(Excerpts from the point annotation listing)
○ ○ ○ ○ ○
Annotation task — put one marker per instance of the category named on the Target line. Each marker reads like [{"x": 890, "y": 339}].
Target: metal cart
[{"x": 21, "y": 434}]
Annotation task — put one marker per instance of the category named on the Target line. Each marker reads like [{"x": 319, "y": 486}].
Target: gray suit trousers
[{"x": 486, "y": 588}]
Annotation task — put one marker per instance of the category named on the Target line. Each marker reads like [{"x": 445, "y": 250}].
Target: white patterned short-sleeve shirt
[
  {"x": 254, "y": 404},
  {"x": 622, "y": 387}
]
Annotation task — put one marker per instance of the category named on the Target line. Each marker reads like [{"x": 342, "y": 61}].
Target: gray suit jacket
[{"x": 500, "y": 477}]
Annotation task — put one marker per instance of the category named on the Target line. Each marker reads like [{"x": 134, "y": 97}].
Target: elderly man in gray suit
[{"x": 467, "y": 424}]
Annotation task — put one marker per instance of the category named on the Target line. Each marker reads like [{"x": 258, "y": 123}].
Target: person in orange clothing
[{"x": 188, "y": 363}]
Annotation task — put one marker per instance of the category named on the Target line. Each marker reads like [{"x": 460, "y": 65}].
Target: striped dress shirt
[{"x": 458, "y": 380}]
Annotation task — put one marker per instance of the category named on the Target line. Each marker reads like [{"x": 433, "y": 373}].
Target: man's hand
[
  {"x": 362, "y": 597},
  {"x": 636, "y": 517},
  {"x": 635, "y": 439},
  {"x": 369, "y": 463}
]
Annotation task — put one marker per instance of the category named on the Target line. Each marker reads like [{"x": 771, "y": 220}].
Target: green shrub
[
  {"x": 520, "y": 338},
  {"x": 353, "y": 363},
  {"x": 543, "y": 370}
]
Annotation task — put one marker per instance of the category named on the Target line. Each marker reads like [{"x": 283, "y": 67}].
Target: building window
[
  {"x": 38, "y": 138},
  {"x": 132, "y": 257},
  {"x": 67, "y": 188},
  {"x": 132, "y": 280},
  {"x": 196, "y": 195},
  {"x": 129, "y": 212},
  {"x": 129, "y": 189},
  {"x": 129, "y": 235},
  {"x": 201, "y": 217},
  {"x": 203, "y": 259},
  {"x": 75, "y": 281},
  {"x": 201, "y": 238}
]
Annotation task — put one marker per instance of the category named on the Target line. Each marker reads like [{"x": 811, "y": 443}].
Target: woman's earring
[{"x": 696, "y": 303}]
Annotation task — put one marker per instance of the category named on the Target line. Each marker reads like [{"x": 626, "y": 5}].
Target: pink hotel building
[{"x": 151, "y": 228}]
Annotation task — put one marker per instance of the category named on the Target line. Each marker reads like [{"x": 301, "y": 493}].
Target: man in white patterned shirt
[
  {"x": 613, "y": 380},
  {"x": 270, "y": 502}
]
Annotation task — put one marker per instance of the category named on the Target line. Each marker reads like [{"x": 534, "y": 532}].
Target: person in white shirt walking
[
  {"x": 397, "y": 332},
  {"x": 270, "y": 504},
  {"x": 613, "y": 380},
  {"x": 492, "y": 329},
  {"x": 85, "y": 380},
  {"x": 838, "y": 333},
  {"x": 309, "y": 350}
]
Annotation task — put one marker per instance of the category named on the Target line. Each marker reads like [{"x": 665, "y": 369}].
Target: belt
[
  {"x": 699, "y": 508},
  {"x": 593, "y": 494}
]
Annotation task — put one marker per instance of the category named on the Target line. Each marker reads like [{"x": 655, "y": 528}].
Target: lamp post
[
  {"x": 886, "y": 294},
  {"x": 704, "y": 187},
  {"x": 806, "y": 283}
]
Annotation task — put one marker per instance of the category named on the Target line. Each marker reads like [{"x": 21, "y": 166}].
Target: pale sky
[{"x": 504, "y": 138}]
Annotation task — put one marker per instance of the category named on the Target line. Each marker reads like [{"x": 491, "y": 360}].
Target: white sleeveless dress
○ ○ ○ ○ ○
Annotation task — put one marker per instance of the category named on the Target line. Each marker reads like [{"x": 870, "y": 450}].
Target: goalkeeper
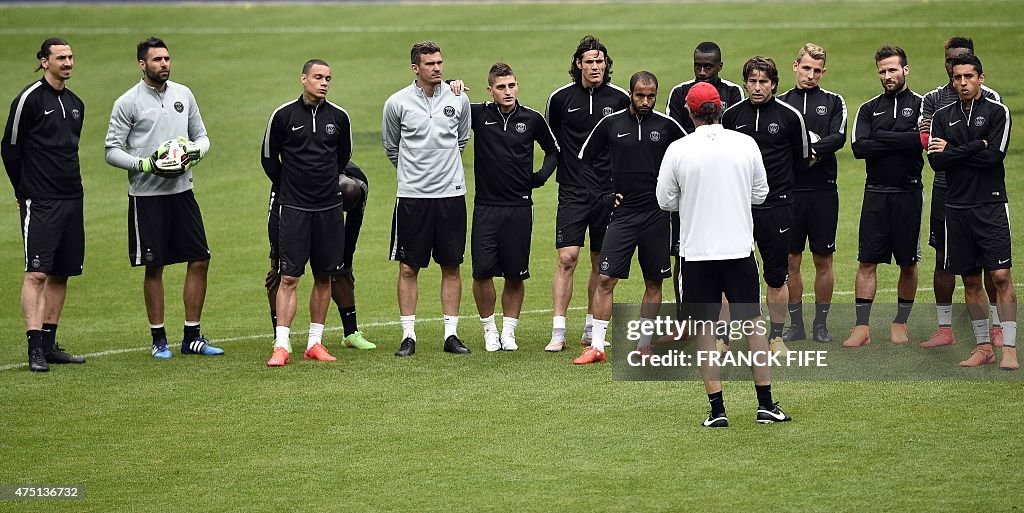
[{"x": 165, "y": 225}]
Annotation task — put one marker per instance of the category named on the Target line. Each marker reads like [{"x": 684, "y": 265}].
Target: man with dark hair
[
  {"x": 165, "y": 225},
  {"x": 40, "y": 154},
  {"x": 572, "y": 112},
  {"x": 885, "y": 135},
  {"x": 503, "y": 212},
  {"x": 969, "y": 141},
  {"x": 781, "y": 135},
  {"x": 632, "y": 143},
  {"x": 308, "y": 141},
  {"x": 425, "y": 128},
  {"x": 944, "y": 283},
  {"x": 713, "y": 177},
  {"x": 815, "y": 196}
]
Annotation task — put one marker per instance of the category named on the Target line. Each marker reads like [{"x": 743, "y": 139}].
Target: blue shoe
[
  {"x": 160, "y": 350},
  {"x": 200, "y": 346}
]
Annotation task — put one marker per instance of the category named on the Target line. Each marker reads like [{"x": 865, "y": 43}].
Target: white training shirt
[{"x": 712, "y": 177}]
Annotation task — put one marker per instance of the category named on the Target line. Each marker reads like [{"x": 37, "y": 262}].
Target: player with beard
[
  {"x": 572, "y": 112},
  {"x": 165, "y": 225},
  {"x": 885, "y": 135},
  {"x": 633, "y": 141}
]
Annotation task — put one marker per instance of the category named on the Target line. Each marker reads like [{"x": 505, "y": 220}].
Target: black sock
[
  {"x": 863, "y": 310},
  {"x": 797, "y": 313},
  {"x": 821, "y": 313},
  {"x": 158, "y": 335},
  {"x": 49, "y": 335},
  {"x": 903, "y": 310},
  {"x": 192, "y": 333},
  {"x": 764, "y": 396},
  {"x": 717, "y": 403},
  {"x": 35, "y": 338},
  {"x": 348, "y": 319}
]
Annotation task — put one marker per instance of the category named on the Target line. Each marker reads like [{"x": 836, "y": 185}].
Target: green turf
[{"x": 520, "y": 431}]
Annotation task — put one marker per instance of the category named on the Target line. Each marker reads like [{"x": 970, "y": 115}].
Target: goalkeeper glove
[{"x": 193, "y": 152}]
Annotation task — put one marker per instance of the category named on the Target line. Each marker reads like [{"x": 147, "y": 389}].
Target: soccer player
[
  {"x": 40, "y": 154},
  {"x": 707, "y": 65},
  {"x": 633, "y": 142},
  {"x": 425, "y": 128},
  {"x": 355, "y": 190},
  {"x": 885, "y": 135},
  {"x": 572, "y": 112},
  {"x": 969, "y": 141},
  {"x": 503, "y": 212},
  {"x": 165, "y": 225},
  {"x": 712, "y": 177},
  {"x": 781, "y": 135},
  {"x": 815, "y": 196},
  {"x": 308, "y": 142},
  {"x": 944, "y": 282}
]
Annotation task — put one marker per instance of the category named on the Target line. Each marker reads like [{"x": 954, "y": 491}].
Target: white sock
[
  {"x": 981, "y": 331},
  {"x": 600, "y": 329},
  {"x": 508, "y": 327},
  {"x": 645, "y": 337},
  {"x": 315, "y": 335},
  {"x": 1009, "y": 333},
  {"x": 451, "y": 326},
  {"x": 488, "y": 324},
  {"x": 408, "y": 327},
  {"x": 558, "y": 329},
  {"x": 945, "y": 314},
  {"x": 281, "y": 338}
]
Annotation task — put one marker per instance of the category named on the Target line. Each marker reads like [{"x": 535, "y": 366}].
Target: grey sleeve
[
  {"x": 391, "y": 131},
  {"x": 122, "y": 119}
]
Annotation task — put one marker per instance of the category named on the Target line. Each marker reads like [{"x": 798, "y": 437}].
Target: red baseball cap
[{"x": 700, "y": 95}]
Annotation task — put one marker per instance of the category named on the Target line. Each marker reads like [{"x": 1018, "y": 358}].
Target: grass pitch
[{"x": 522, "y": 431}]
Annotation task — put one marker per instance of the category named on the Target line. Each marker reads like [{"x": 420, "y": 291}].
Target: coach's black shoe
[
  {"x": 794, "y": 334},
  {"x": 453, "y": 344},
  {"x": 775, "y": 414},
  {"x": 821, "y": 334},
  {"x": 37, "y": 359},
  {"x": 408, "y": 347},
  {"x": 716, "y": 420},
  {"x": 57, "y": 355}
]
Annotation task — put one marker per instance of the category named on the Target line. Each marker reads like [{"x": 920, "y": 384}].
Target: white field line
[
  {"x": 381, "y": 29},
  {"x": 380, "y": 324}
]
○ ○ ○ ○ ○
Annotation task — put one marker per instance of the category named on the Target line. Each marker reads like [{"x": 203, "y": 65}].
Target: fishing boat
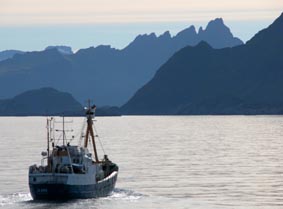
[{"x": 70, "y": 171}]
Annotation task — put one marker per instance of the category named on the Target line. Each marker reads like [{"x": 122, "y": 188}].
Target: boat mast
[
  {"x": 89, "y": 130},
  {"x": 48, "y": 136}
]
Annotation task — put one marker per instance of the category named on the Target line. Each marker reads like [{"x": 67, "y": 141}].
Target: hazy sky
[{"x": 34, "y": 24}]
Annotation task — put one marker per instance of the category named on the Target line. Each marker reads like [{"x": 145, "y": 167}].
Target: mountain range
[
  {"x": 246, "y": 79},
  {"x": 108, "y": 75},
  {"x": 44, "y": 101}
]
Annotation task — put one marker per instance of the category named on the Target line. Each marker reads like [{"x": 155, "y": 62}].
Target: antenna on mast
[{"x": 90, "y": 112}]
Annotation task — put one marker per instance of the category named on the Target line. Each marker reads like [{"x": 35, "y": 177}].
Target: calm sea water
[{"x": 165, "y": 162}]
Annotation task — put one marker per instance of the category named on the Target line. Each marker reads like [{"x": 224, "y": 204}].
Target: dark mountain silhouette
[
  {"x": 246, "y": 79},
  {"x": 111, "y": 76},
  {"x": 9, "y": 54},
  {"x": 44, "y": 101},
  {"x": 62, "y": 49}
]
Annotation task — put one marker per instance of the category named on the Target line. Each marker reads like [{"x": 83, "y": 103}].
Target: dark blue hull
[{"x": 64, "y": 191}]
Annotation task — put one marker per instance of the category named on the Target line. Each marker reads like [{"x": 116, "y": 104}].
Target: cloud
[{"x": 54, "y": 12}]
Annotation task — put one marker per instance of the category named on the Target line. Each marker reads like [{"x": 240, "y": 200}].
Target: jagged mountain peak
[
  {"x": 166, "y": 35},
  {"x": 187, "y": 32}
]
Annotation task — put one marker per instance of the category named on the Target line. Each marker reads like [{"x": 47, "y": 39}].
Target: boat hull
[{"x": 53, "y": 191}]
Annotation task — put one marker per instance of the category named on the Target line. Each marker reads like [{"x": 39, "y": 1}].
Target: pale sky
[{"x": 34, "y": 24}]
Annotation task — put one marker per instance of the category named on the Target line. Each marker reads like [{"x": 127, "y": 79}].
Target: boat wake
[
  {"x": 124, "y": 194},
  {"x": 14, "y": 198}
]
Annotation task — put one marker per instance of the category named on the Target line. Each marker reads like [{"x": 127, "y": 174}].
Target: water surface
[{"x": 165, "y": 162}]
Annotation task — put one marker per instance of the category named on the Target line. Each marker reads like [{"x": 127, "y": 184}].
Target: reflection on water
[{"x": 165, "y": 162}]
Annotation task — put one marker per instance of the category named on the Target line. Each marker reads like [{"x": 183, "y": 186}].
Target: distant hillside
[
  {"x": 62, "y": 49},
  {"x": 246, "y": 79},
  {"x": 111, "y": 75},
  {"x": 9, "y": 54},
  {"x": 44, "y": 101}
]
○ ○ ○ ○ ○
• **What is asked**
Please list every line of the listing above that contains the word "water", copying each line in full.

• **Task output**
Target: calm sea water
Target: water surface
Target: reflection on water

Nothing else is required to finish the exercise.